MATERIAL PROVIDED –

============

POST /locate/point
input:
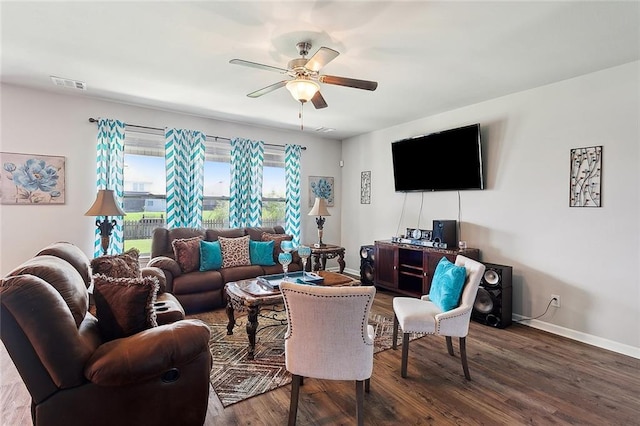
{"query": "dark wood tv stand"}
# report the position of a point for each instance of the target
(408, 269)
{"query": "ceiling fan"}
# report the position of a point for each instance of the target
(306, 75)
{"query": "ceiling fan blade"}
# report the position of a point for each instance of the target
(318, 101)
(349, 82)
(267, 89)
(257, 65)
(322, 57)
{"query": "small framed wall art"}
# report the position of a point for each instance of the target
(31, 179)
(321, 187)
(365, 187)
(586, 175)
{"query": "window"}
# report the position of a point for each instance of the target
(145, 187)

============

WORK ORDER – Tell how many lines in the material above include the word "query", giving the number only.

RESPONSE BELOW – 5